Testo fornito:
┄┄┄┄┄┄
Ho scoperto Saer.
La
scrittura è magistrale, un periodare lento e pacato che ricorda un flusso di coscienza, un "sogno guidato" come scriveva Borges riferendosi alla sudamericanità.
La prosa
è saggia e profonda ma non ci si perde, conduce in riflessioni interiori o in
descrizioni quasi disegnate per quanto dettagliate che non appesantiscono mai
la lettura. Lo scrittore è un argentino trapiantato a Parigi negli anni
Sessanta del secolo scorso (ma tu guarda le coincidenze), e scomparso nel 2005.
La vicenda narrata in questo romanzo è curiosa, insolita, accattivante: il
protagonista è Real, un coraggioso e tormentato medico, allievo di un
illuminato (forse anche anacronistico per i suoi tempi) psichiatra che apre nei
primissimi anni dell’Ottocento una clinica all’avanguardia in Argentina per la degenza e la cura dei “pazzi”. I
pazienti sono tutti rampolli di famiglie aristocratiche che per lavare l’onta
sociale di un parente disagiato pagano profumatamente affinchè siano
allontanati in un ricovero (inteso da loro
internamento puro e semplice) e spesso gli stessi sono anche prelevati a
domicilio.
┄┄┄┄┄┄
Domande:
a. Riscrivi il brano del testo su Saer compreso tra "Ho scoperto Saer." e "riferendosi alla sudamericanità.", estremi inclusi, sostituendo "Borges" con "Cortázar".
b. Rispondi in base al testo su Saer:
(i) In quale città si è trasferito lo scrittore?
(ii) In che anno è scomparso?
(iii) Come si chiama il protagonista del romanzo?

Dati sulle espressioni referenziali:
┄┄┄┄┄┄
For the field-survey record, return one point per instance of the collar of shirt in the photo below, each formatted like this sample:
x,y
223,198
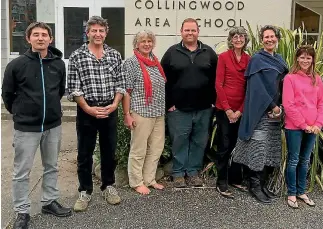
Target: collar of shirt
x,y
199,46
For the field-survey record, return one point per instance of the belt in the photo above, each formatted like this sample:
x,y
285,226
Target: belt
x,y
99,104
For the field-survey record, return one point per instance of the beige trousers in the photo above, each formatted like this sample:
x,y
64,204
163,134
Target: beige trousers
x,y
146,146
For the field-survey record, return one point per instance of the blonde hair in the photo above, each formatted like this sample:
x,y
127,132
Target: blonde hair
x,y
142,34
309,50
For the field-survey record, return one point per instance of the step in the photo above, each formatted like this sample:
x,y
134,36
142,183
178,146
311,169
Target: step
x,y
68,115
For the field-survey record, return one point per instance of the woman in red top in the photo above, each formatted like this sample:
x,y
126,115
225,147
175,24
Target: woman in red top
x,y
230,87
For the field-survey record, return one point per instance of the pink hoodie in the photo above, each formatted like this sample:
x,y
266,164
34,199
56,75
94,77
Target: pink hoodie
x,y
303,102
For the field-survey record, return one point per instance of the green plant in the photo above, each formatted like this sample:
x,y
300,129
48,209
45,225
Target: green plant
x,y
290,41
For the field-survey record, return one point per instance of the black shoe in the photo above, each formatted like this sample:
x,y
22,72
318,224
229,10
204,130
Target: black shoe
x,y
56,209
195,181
22,221
179,182
256,190
269,194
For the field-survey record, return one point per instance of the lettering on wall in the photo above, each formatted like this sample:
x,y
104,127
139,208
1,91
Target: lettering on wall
x,y
185,5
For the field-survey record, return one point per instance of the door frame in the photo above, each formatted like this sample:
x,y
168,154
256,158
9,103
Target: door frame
x,y
94,7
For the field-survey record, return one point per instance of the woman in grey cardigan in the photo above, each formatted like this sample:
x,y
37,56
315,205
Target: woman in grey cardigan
x,y
144,110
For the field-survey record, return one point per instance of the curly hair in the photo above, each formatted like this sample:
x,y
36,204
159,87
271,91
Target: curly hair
x,y
142,34
97,20
239,31
38,25
269,27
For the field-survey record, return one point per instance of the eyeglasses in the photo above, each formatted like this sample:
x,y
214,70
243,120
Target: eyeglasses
x,y
238,36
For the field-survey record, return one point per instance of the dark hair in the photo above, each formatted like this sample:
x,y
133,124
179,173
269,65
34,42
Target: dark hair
x,y
239,31
97,20
38,25
190,20
309,50
269,27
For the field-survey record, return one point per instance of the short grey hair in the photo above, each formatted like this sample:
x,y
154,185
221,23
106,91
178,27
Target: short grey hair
x,y
142,34
239,31
97,20
269,27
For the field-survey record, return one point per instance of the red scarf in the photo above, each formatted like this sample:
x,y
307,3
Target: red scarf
x,y
147,82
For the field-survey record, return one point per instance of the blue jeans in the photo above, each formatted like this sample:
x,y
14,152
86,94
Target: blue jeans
x,y
300,146
189,133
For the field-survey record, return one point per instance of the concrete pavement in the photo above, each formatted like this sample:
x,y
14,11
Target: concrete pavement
x,y
193,208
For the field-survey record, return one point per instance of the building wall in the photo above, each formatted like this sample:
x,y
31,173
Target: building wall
x,y
315,5
4,39
164,18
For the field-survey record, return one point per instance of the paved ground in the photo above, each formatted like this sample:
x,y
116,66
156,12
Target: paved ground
x,y
194,208
67,171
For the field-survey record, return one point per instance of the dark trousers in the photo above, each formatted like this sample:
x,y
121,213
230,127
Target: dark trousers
x,y
87,128
226,139
189,133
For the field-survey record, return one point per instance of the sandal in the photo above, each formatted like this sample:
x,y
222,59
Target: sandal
x,y
307,201
292,204
226,194
240,188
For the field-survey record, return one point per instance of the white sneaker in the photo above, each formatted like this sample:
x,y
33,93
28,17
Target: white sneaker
x,y
82,202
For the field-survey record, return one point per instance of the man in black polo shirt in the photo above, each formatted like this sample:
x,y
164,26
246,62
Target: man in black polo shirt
x,y
190,71
97,84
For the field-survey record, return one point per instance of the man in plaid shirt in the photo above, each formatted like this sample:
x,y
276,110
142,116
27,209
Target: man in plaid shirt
x,y
97,84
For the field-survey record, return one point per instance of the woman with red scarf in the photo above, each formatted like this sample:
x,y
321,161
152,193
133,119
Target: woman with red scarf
x,y
144,110
230,87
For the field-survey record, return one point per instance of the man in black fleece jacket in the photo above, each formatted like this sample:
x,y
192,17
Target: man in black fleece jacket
x,y
190,71
32,88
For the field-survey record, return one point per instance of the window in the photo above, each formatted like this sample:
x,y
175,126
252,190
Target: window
x,y
310,20
21,14
115,37
75,19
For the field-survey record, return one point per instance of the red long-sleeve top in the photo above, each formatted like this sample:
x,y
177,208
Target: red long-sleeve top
x,y
230,82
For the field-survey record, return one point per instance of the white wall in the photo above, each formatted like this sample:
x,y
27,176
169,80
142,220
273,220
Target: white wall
x,y
256,12
4,39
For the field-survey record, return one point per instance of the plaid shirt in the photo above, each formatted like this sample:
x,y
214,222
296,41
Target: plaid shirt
x,y
97,80
135,82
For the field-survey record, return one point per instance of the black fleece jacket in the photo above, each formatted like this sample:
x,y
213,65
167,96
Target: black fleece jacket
x,y
190,77
32,89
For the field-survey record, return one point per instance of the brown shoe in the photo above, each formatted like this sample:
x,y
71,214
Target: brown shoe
x,y
179,182
195,181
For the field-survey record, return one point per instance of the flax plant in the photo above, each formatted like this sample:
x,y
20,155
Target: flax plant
x,y
290,41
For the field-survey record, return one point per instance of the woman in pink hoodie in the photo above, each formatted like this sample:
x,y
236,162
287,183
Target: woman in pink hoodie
x,y
303,103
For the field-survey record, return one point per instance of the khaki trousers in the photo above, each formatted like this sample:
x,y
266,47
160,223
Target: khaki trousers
x,y
146,146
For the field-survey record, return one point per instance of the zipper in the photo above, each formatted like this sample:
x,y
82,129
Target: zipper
x,y
44,95
190,56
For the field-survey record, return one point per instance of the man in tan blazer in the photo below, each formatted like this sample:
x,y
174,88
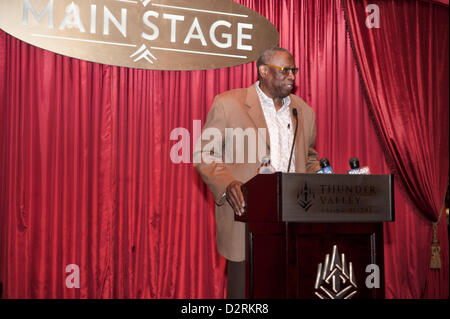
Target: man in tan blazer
x,y
241,110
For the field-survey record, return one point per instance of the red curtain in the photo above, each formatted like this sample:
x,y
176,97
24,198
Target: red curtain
x,y
405,73
87,179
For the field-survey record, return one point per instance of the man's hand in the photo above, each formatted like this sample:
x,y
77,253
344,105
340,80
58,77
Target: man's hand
x,y
235,197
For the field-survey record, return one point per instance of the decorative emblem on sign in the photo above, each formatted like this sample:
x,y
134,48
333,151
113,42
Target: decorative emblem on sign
x,y
146,34
305,197
334,279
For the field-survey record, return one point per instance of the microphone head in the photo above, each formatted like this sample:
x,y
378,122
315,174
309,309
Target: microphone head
x,y
324,162
354,163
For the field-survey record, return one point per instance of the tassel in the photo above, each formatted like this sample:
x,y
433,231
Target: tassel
x,y
435,250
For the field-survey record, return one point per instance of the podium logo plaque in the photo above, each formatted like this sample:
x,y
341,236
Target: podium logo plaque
x,y
305,197
335,280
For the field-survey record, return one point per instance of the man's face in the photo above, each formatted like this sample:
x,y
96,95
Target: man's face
x,y
277,83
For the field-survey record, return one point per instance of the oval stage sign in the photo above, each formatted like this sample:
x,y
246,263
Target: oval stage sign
x,y
145,34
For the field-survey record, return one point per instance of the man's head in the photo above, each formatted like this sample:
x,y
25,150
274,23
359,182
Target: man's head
x,y
276,71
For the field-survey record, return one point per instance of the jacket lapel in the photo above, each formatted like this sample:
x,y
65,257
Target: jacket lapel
x,y
256,113
299,146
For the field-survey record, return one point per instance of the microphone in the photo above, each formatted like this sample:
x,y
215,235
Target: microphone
x,y
355,169
326,167
294,111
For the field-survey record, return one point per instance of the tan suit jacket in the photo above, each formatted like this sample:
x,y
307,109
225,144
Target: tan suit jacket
x,y
241,108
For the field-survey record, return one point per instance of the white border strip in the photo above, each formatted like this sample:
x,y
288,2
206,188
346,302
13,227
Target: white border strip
x,y
200,52
82,40
199,10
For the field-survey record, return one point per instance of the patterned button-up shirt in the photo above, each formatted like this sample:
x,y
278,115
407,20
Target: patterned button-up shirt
x,y
281,131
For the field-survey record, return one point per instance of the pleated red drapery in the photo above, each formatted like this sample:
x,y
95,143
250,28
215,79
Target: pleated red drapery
x,y
87,179
405,73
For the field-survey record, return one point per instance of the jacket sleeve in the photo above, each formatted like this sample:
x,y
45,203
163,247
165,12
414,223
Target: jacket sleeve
x,y
312,160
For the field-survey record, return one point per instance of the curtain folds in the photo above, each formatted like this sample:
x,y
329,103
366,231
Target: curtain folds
x,y
86,175
405,74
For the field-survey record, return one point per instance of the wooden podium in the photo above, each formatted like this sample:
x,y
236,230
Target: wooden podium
x,y
316,235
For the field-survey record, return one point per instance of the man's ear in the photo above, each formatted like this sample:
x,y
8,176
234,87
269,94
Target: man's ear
x,y
263,71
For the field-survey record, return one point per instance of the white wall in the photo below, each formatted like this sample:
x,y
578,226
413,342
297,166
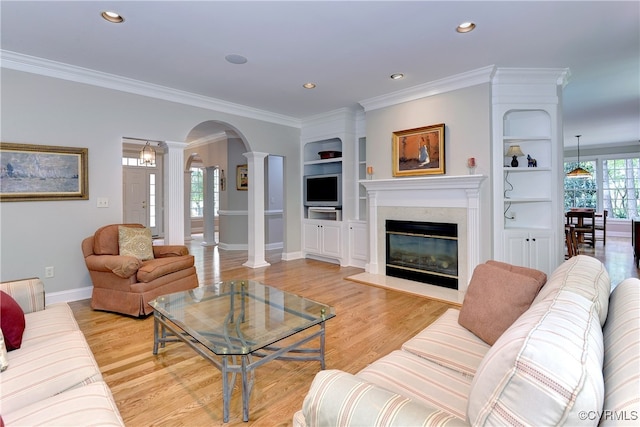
┄┄┄┄┄┄
Risposte in ordine:
a.
Ho scoperto Saer.
La
scrittura è magistrale, un periodare lento e pacato che ricorda un flusso di coscienza, un "sogno guidato" come scriveva Cortázar riferendosi alla sudamericanità.

b.
(i) Parigi.
(ii) Nel 2005.
(iii) Real.